Exercise
Convert the data below into a Markdown table with the columns Row and Line, giving each line its own numbered row and skipping blank lines. Leave the pictures out.

Input
· · · · · · ·

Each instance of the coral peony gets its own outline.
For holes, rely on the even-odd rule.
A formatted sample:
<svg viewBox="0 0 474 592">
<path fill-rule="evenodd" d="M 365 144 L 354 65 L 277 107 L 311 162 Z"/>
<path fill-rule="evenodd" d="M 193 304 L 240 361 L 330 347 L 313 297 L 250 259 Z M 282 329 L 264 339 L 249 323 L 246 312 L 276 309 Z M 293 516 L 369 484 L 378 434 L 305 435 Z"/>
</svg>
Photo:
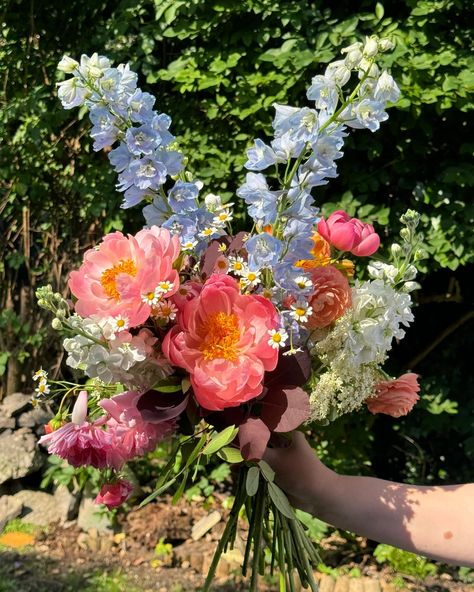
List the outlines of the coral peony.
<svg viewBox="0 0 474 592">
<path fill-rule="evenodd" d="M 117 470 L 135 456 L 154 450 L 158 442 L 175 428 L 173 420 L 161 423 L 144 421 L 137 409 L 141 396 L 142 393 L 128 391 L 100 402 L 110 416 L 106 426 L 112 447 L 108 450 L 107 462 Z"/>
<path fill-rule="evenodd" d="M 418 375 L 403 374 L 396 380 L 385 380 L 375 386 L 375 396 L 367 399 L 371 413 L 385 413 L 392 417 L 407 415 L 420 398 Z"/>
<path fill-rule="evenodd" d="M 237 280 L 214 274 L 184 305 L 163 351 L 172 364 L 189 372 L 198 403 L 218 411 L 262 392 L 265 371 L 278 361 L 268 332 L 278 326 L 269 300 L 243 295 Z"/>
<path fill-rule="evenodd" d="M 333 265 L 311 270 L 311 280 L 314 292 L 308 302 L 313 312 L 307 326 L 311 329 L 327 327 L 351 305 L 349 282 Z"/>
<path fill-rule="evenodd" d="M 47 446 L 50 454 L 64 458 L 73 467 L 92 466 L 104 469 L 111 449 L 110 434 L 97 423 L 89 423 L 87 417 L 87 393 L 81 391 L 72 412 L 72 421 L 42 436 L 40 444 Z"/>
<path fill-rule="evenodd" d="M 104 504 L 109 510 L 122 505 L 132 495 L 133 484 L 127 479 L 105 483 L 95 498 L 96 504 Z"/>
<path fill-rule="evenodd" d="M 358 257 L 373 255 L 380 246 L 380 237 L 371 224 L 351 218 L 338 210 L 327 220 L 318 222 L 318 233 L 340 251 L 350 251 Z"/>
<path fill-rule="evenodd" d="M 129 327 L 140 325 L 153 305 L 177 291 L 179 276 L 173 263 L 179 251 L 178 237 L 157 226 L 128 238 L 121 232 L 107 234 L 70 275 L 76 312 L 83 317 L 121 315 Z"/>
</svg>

· · · · · · ·

In response
| Row | Line |
|---|---|
| 1 | Each instance of the coral peony gets its own outline. |
| 2 | For holes, rely on the even-odd rule. |
| 3 | A formatted sample: |
| 4 | <svg viewBox="0 0 474 592"> |
| 5 | <path fill-rule="evenodd" d="M 365 144 L 354 65 L 277 107 L 311 162 Z"/> |
| 6 | <path fill-rule="evenodd" d="M 193 304 L 240 361 L 330 347 L 313 297 L 250 259 Z M 282 329 L 264 339 L 249 323 L 246 312 L 276 309 Z M 293 516 L 369 484 L 378 434 L 305 435 Z"/> |
| 7 | </svg> |
| 8 | Photo: |
| 9 | List the outlines of the coral peony. |
| 10 | <svg viewBox="0 0 474 592"> |
| 11 | <path fill-rule="evenodd" d="M 117 470 L 135 456 L 154 450 L 158 442 L 175 428 L 173 420 L 161 423 L 144 421 L 137 409 L 141 396 L 142 393 L 128 391 L 100 402 L 110 416 L 106 426 L 112 447 L 108 450 L 107 462 Z"/> |
| 12 | <path fill-rule="evenodd" d="M 418 375 L 403 374 L 396 380 L 385 380 L 375 386 L 375 396 L 367 399 L 371 413 L 385 413 L 392 417 L 407 415 L 420 398 Z"/> |
| 13 | <path fill-rule="evenodd" d="M 237 280 L 214 274 L 184 305 L 163 351 L 172 364 L 189 372 L 198 403 L 218 411 L 262 392 L 265 371 L 278 361 L 268 332 L 278 326 L 269 300 L 243 295 Z"/> |
| 14 | <path fill-rule="evenodd" d="M 333 265 L 311 270 L 311 280 L 314 292 L 308 302 L 313 312 L 307 326 L 311 329 L 327 327 L 351 305 L 349 282 Z"/> |
| 15 | <path fill-rule="evenodd" d="M 47 446 L 50 454 L 64 458 L 73 467 L 92 466 L 104 469 L 111 449 L 110 434 L 97 423 L 89 423 L 87 417 L 87 393 L 81 391 L 72 412 L 72 421 L 42 436 L 40 444 Z"/> |
| 16 | <path fill-rule="evenodd" d="M 104 504 L 109 510 L 122 505 L 132 495 L 133 484 L 127 479 L 105 483 L 95 498 L 96 504 Z"/> |
| 17 | <path fill-rule="evenodd" d="M 358 257 L 373 255 L 380 246 L 380 237 L 371 224 L 351 218 L 338 210 L 327 220 L 318 222 L 318 233 L 340 251 L 350 251 Z"/> |
| 18 | <path fill-rule="evenodd" d="M 129 327 L 140 325 L 153 305 L 177 291 L 179 276 L 173 263 L 179 251 L 178 237 L 157 226 L 128 238 L 121 232 L 107 234 L 70 275 L 76 312 L 83 317 L 121 315 Z"/> |
| 19 | </svg> |